ОТРЫВОК:
Хвост у сокола был серый с красноватыми вкраплениями. Птица долго смотрела на меня. Когда сокол, не проронив ни звука, просто долго на тебя смотрит, уже этим тебе все сказано. Было время, когда в мой дом вселилось невезение, не то чтобы это было трагедией, но один человек тогда сказал: увидишь сокола — твоему злосчастью наверняка придет конец. Так и случилось. Встреча с соколом подарила мне возвращение к жизни, демон-квартирант был повержен, я почувствовал прилив сил, и все вернулось на круги своя. Сокол сильнее невзгод. Когда наступает пора устраивать гнездо, самка-пустельга прилетает на ферму в Воеводине, становясь защитницей всех, кто доселе был ее добычей. Куры, индюшки и павлины перестают бояться стервятников, ведь те из страха перед соколом держатся подальше от фермы.



Среди людей тоже есть соколы. Один из них — Петер Хандке; его мысли летят со скоростью сверхзвуковой ракеты, а накал чувств выражается через число Маха.



Во время нашей первой встречи мне показалось, что он вмиг может превратить свое пальто в крылатый летный костюм с электромотором и вспорхнуть на скалу, а если кто-то сморозит глупость, спикирует на глупца, как степной сокол на змею. Именно так случилось в Принстоне. Петер Хандке влетел в зал, где шла конференция немецких писателей. Он обвинил собравшихся литераторов в творческом бессилии и вернулся «в гнездо», где впоследствии создавал свой особый художественный стиль.



Авторитетные профессора утверждают: Петер, вместе с Ницше, величайший стилист XX века. Он достиг высокой цели, хотя никогда не принадлежал к элитным кругам. Работая с немецким языком, он подчинил ему логику, психологию и основополагающие схемы общественного устройства.

[Строки из набора данных]
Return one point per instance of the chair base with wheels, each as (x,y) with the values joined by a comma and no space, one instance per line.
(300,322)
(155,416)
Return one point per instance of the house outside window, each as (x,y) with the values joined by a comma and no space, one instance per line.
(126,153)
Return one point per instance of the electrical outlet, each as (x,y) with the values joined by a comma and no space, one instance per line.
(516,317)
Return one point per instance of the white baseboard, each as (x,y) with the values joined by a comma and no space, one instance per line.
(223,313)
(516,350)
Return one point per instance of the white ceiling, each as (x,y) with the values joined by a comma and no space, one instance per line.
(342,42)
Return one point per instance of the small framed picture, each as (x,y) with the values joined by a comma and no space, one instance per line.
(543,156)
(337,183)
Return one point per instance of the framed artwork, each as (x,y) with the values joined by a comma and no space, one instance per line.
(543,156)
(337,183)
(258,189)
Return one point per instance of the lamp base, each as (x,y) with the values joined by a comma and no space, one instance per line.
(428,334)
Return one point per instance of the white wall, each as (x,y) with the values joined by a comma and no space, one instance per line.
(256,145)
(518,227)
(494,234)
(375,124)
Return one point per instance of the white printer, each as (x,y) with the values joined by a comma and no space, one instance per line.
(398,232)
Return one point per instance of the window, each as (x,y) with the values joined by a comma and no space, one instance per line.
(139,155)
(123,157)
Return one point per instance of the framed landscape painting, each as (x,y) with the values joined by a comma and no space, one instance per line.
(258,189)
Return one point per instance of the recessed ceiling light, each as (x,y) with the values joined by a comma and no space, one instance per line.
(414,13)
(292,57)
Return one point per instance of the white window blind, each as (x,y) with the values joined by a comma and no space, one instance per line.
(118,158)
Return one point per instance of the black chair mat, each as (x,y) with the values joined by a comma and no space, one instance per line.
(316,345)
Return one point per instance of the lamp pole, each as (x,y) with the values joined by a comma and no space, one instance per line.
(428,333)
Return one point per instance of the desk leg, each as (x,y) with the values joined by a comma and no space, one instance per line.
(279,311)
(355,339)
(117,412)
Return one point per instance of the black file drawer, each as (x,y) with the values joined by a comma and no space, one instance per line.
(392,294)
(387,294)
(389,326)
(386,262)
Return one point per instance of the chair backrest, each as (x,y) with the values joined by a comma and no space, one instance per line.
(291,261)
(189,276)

ЗАДАНИЕ 1: Запишите без изменений строки набора данных, начиная со строки, в которой есть «Return one point per instance of the lamp base, each», и заканчивая последней строкой набора, обе включительно.
ЗАДАНИЕ 2: Продолжите отрывок о соколах и Петере Хандке, начав сразу после его последнего предложения.

ОТВЕТ НА ЗАДАНИЕ 1:
Return one point per instance of the lamp base, each as (x,y) with the values joined by a comma and no space, one instance per line.
(428,334)
Return one point per instance of the white wall, each as (x,y) with the values joined by a comma and no space, one instance per line.
(256,145)
(518,227)
(494,234)
(375,124)
Return one point per instance of the white printer, each as (x,y) with the values joined by a comma and no space, one instance per line.
(398,232)
Return one point per instance of the window, each as (x,y) with the values joined by a comma and no space, one instance per line.
(139,155)
(123,157)
Return one point per instance of the framed landscape painting, each as (x,y) with the values joined by a comma and no space, one instance per line.
(258,189)
Return one point per instance of the recessed ceiling light, each as (x,y) with the values joined by a comma and no space, one instance per line.
(414,13)
(292,57)
Return one point per instance of the white window blind, each as (x,y) with the values joined by a comma and no space, one instance per line.
(118,158)
Return one point per instance of the black chair mat, each as (x,y) with the values joined by a comma and no space, one instance per line.
(316,345)
Return one point per instance of the lamp pole, each as (x,y) with the values joined by a comma and no space, one instance per line.
(428,333)
Return one point per instance of the desk leg, each as (x,y) with the values joined by a comma and no space, one instance per line.
(279,311)
(355,339)
(117,412)
Return one point per instance of the black file drawer, each as (x,y) with the values joined by a comma and no space, one instance per line.
(392,294)
(387,294)
(389,326)
(386,262)
Return one point per instance of the chair backrest, each as (x,y) with the values joined by a comma and no space, one instance per line.
(291,261)
(189,276)

ОТВЕТ НА ЗАДАНИЕ 2:
Участие Петера в судьбе сербов — шаг человека справедливого, и встать на защиту народа униженного и притесняемого было, несомненно, поступком не менее утопичным, чем подвиги Дон Кихота. Да и можно ли быть гуманистом, не обладая чертами Дон Кихота, Рыцаря печального образа?! Едва ли!

Когда Югославия — страна, которая граничила с бесконечностью, как считал юный Хандке, — была стерта с географических карт, он не смог вымарать ее из своего сердца. Клубы пыли, что поднялись над разрушенной Берлинской стеной, еще стояли над нашими головами, а Югославия уже трещала по наметанным швам. Закройщики этой беды вовремя позаботились о том, чтобы никто не остался без оружия. Был разграблен арсенал Тито, и, кроме того, во время гражданских противостояний, со значительной финансовой помощью из-за рубежа, на территорию страны ввезли тяжелое оружие для очередной братоубийственной войны.



Петер пропитал свой идеализм адреналином, глотал пыль проселочных дорог, по которым шагал, — избегая магистральных путей, познавая не только географию, но и Истину. Благодаря связи Хандке с сербским народом сохранялся жар энергии в тлеющих углях пожара, вспыхнувшего еще в годы юности Петера; Андрич, пожалуй, причислил бы его к мятежным ангелам организации «Млада Босна». Правда, сегодня, по словам самого писателя, миром правит глобалистское подполье. Вместо королей и императоров теперь властвуют фараоны, и не только над Египтом, но над всем светом, в том числе над постхристианской Европой.



Больше всего Хандке похож на ангела Кассиэля из фильма «Небо над Берлином». Нам запомнились его «человеческая» сущность и его слова: «Завидую людям, потому что они живые». В этом фильме мы видели ангелов Петра, явившихся из сна Иакова и низвергнутых с лестниц, по которым библейские персонажи нисходили на землю. Нечто подобное Петер соорудил в своей мастерской. Он изготовил современную складную лестницу, восхождение по которой осваивали берлинские ангелы и он сам. Это оказалось несложно. После стольких пройденных дорог пришло время устремиться ввысь; те, кто видел Петера на его лестнице, говорят, что двигался он странным образом: даже спускаясь, будто бы шагал вверх.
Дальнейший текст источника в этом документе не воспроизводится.